[Your objective]
Show each line of the listing below that contains the string "face".

── Record excerpts

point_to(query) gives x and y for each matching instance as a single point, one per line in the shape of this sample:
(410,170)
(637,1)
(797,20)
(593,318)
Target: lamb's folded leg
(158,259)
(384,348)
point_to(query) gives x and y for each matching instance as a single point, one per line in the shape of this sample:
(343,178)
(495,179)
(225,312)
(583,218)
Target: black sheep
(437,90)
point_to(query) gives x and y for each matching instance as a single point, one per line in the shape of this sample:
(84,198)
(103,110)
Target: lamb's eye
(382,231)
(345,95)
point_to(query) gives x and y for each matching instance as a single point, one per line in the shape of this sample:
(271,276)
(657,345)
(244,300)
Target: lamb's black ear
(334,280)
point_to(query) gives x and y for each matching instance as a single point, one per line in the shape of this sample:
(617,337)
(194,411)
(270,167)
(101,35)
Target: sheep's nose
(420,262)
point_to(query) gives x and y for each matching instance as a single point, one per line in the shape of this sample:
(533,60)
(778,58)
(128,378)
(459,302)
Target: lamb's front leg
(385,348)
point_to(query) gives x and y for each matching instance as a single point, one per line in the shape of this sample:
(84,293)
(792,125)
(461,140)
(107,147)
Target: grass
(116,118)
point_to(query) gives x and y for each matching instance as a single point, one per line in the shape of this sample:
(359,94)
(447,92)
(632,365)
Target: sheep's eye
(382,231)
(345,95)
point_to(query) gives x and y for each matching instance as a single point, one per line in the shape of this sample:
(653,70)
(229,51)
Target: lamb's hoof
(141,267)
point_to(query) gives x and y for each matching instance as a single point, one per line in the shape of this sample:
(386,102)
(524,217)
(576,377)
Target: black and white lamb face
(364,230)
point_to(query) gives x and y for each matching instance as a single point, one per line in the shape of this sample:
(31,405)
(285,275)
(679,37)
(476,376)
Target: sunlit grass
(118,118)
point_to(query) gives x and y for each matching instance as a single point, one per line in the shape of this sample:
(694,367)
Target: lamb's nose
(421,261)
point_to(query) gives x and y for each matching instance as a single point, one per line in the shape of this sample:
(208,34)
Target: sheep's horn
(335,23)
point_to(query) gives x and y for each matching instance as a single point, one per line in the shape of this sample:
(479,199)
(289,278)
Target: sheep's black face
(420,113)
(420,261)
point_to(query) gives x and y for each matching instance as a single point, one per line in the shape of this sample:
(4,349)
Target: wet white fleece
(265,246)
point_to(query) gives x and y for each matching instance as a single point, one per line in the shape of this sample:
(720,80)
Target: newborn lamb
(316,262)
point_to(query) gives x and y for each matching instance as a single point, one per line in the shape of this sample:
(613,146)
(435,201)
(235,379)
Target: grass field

────

[Task output]
Target: black and white lamb face
Target: sheep's black face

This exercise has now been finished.